= WHAT IS REQUIRED =
Rewrite the lines below as a numbered list, dropping any blank lines and leaving the pictures out.

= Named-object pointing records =
:::::

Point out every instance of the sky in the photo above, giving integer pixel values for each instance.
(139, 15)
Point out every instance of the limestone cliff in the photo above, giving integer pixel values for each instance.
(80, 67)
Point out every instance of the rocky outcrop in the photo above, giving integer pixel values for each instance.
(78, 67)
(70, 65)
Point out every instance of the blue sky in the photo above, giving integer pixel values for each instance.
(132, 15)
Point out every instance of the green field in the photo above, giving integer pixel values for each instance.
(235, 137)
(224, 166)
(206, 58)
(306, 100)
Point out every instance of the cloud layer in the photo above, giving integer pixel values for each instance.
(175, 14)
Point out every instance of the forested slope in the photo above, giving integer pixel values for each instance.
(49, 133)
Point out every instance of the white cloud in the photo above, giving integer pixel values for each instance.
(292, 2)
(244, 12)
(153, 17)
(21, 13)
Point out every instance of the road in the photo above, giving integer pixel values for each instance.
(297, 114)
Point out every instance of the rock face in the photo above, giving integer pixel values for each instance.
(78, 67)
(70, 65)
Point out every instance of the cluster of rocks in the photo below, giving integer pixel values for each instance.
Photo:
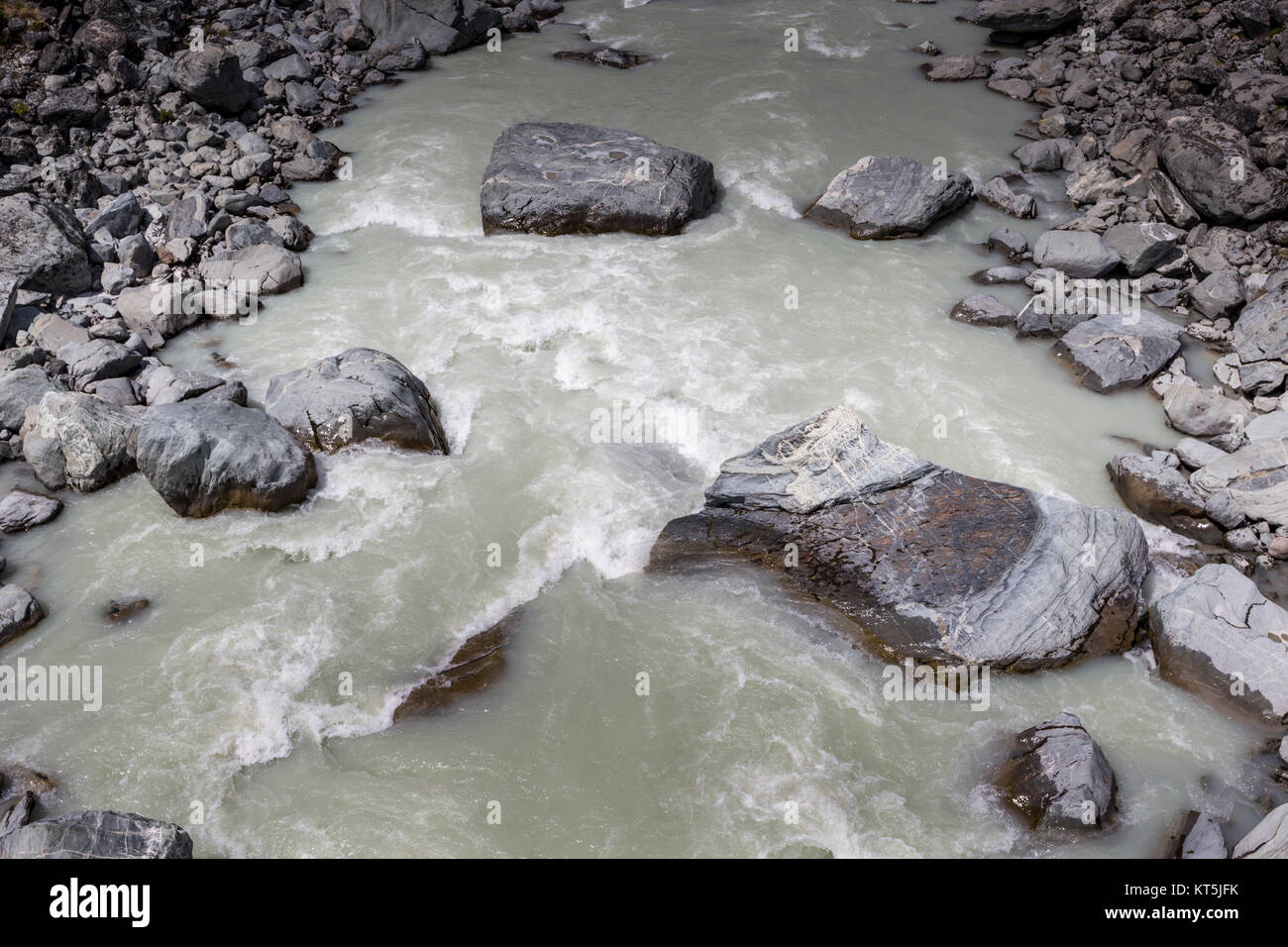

:::::

= EXERCISE OUTPUT =
1. Point out every instance of the sky in the photo above, giving integer pixel values for each instance.
2. (139, 15)
3. Point out every instance of the limestone cliff in the photo above, giving integer pixel values for each instance.
4. (80, 67)
5. Point out every instance of the rocky outcrop in the photo above, giving integer pixel values for each instance.
6. (78, 67)
7. (70, 65)
8. Point out every instance of the blue sky in the photo above, giving integer pixel values for each instance.
9. (132, 15)
10. Point out every instance of the green field in the photo above, giving integer pixel values for each instance.
11. (235, 137)
12. (224, 166)
13. (206, 58)
14. (306, 100)
15. Point out every instance of the cloud layer in the photo above, giving integer pixel values for each instance.
16. (175, 14)
17. Point out every instance of the forested slope in the photo above, giving integer pixel values for each instance.
18. (49, 133)
19. Point out every instance of the white cloud in the photo above, giving integer pixel values for each instance.
20. (292, 2)
21. (244, 12)
22. (153, 17)
23. (21, 13)
24. Point out every instance of the road in the photo above, giving integer pixel values for each instance.
25. (297, 114)
26. Point out every instance of the rock face in the photo above, giving integer pixel values for each instance.
27. (78, 67)
28. (70, 65)
29. Point out every instance of the cluster of rocks in the photo below, giving integer pixel values for each instance.
30. Photo:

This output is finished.